*** Opening of Document section ***
The "alignment tax"—the idea that safety slows down progress—is now seen as a competitive disadvantage.

2. Key AI Safety Frameworks: Underfunded and Ignored

Reinforcement Learning from Human Feedback (RLHF) was once the gold standard for AI alignment, but it is increasingly seen as insufficient for steering advanced models which show stronger, more independent reasoning. This is a great cause of concern. Cooperative AI and Constitutional AI offer more robust solutions, but their real-world implementation is years behind capabilities research.

3. Government and International Efforts: Too Slow to Matter

The EU AI Act is the most comprehensive attempt to regulate AI, yet its provisions on high-risk AI systems won’t take effect until at least 2026. Another issue is that it only relates to Europe, and yet the companies competing for top spot fall outside this jurisdiction.

The US AI Executive Orders were largely voluntary, and companies could opt out of meaningful safety measures in the name of “innovation.” Since Trump came into power, the Executive order has been rescinded double-downing on a pro-innovation approach.

China’s AI regulations, despite their strictness, are primarily focused on political control rather than alignment with human values.

The UK’s AI Opportunities Action Plan outlined a “pro-innovation” approach with reliance on existing frameworks and relations to guide it’s AI development. While this seems passive, the functionality of an “AI sovereignty” would demand more active governance.
*** Close of Document section ***
*** Opening of Source information ***
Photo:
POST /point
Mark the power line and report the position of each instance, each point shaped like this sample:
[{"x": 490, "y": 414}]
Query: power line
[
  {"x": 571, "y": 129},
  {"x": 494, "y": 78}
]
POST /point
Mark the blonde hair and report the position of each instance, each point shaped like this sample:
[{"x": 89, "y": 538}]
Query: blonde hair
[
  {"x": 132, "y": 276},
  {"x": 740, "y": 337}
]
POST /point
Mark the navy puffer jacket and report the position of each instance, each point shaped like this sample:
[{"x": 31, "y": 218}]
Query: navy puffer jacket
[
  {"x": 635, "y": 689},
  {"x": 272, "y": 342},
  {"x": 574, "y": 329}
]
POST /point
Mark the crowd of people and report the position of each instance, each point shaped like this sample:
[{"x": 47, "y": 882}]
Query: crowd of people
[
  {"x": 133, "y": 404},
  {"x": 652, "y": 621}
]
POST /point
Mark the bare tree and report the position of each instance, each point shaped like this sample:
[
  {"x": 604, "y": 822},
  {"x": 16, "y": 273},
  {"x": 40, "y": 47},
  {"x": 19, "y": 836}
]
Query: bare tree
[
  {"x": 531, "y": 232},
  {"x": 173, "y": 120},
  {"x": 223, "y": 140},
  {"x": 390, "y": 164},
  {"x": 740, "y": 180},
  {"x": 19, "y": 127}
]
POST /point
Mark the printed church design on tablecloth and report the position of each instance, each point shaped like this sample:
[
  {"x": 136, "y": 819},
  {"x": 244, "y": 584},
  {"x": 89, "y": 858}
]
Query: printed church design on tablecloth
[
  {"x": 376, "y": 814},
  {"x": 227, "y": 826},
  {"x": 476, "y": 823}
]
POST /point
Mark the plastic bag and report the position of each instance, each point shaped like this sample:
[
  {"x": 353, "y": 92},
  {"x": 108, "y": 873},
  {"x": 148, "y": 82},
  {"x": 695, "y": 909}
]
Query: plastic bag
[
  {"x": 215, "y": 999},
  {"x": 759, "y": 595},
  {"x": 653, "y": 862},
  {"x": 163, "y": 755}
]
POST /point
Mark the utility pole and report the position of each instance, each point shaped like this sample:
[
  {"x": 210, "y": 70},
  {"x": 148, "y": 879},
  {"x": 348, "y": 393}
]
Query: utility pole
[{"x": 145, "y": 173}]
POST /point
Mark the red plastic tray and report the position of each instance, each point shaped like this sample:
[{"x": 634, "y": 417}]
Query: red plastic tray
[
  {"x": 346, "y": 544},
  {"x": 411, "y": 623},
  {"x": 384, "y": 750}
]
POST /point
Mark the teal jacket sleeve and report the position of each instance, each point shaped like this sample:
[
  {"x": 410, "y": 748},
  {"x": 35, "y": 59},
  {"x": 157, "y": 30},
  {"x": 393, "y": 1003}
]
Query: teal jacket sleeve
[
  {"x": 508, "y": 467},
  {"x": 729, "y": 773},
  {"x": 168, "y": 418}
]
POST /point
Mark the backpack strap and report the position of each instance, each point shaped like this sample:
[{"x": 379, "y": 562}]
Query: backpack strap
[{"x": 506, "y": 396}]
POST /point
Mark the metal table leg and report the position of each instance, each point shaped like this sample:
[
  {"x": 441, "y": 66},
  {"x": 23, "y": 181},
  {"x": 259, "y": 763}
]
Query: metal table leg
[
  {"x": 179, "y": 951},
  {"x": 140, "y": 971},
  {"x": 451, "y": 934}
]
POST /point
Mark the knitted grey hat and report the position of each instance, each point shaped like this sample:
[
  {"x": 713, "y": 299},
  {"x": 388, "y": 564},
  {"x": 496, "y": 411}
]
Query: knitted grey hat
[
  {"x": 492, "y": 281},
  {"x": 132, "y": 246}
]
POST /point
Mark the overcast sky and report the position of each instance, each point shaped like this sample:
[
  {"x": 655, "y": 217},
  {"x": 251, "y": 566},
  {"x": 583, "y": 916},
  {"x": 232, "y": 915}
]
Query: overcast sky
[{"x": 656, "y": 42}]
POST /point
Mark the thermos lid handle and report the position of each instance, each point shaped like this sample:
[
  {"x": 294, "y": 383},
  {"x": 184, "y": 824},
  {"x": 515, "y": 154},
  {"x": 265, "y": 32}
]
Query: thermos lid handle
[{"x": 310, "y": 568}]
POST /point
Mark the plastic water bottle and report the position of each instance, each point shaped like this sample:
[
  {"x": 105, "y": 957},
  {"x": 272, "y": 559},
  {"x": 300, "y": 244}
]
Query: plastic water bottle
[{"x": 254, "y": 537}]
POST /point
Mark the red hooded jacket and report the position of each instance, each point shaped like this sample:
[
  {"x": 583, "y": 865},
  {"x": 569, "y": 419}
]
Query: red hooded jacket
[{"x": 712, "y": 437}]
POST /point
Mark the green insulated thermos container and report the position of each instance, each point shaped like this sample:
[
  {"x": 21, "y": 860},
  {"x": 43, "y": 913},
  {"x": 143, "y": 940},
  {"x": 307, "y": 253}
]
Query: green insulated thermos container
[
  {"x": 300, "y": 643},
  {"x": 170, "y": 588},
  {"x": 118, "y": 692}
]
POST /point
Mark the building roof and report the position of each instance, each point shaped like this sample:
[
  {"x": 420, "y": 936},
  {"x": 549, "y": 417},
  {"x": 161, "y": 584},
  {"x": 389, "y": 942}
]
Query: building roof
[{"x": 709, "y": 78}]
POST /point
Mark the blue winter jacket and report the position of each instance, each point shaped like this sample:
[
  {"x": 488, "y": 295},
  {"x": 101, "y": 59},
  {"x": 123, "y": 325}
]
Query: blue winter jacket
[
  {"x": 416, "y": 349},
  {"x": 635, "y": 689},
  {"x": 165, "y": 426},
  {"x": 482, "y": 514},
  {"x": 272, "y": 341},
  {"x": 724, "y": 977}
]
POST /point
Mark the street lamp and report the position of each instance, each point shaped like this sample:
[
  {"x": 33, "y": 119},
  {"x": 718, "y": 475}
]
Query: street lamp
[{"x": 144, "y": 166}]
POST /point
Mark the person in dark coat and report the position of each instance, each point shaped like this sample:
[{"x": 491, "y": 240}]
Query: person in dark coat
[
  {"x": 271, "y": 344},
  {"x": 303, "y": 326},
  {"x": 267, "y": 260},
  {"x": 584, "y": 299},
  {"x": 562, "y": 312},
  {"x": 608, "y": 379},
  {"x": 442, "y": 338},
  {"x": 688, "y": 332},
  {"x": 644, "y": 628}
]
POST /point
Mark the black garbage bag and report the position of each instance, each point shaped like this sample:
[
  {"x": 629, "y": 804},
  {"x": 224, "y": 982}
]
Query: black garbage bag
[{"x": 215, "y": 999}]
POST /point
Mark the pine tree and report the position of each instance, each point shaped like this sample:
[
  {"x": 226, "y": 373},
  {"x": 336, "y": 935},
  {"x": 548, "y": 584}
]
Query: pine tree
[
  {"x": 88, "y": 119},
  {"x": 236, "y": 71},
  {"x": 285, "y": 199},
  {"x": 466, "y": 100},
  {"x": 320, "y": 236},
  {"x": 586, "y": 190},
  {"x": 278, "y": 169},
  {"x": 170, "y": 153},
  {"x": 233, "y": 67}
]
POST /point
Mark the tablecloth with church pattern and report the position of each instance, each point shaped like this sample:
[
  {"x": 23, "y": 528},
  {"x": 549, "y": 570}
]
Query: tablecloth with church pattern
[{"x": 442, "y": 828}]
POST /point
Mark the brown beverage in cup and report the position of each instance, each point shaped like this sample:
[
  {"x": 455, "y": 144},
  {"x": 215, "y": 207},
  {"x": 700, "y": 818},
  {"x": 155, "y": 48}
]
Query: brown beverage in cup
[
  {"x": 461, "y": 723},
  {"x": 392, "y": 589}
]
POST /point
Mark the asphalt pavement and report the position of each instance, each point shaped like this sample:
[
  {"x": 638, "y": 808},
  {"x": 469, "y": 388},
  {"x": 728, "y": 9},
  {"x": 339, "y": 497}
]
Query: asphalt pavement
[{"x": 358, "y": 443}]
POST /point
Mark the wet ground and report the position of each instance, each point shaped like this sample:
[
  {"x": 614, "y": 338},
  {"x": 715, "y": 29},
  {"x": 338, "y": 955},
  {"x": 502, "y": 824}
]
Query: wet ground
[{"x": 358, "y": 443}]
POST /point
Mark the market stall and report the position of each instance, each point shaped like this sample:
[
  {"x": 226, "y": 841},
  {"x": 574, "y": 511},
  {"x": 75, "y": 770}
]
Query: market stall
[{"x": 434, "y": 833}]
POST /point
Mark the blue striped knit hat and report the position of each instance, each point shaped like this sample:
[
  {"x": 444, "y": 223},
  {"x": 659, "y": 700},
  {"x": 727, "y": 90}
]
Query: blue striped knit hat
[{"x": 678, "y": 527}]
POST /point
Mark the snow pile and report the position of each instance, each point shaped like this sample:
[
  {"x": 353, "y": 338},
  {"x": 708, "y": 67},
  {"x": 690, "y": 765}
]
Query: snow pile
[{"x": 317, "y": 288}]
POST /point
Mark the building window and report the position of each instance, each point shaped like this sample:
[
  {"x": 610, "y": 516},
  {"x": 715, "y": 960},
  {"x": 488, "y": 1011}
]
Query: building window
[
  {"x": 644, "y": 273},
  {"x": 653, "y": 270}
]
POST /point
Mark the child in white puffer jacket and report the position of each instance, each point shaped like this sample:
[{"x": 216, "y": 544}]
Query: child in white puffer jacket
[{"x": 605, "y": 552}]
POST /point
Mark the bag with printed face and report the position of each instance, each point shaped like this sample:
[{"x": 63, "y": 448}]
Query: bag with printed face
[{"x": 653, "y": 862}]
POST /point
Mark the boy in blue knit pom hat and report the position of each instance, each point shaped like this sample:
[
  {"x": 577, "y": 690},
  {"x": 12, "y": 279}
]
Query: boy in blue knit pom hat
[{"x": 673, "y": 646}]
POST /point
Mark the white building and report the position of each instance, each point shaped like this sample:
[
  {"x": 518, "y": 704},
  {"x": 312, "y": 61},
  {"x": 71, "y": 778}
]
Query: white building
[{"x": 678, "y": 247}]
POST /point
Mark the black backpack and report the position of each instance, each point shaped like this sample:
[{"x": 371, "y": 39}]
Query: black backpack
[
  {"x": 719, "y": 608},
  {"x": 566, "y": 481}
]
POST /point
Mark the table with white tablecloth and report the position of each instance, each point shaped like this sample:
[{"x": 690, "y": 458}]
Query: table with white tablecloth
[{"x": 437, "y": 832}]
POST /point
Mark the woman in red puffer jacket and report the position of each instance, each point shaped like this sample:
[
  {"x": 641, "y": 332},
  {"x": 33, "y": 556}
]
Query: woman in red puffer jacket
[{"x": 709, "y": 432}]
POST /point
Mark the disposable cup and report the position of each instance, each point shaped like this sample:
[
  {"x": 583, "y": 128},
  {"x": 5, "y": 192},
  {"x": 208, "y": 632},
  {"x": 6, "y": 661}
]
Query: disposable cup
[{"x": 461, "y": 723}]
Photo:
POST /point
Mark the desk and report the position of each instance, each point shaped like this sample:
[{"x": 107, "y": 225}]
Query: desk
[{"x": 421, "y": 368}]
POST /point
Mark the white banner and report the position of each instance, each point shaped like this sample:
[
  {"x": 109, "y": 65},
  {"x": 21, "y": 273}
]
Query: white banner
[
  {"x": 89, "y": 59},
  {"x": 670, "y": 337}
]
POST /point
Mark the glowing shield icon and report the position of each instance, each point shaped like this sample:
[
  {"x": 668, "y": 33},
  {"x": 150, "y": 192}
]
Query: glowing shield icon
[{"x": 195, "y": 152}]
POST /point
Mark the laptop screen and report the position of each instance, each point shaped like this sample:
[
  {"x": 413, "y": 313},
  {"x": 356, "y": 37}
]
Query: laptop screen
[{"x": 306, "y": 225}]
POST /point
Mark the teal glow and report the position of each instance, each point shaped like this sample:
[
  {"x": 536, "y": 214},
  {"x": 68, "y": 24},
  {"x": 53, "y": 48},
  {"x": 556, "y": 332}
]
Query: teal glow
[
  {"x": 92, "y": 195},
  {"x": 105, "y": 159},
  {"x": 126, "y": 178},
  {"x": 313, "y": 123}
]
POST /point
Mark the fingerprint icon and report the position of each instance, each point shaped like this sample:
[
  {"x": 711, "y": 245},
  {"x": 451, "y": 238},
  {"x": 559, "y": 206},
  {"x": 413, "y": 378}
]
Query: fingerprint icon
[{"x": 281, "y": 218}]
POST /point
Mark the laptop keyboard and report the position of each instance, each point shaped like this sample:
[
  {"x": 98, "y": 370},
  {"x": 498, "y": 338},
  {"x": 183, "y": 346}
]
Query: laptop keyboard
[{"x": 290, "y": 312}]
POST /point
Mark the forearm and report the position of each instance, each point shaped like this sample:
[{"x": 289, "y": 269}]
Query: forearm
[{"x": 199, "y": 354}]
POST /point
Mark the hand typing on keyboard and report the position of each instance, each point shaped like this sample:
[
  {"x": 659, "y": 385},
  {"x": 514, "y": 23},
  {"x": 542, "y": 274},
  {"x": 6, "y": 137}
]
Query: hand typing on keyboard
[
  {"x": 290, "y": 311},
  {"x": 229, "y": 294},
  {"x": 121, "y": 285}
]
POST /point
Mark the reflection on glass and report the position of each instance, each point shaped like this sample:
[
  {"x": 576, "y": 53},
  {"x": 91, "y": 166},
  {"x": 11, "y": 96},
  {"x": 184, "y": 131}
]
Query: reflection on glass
*** Close of Source information ***
## What to do
(1) Copy out the AI governance passage, everything from "Reinforcement Learning from" down to "outside this jurisdiction.".
(2) Answer these questions using the AI governance passage:
(a) Which method was once the gold standard for AI alignment?
(b) Until when will the EU AI Act's provisions on high-risk AI systems not take effect?
(c) What are China's AI regulations primarily focused on?
The entries above are separate material, unrelated to the AI governance passage.

## Activity answers
(1)
Reinforcement Learning from Human Feedback (RLHF) was once the gold standard for AI alignment, but it is increasingly seen as insufficient for steering advanced models which show stronger, more independent reasoning. This is a great cause of concern. Cooperative AI and Constitutional AI offer more robust solutions, but their real-world implementation is years behind capabilities research.

3. Government and International Efforts: Too Slow to Matter

The EU AI Act is the most comprehensive attempt to regulate AI, yet its provisions on high-risk AI systems won’t take effect until at least 2026. Another issue is that it only relates to Europe, and yet the companies competing for top spot fall outside this jurisdiction.

(2)
(a) Reinforcement Learning from Human Feedback (RLHF).
(b) Until at least 2026.
(c) Political control rather than alignment with human values.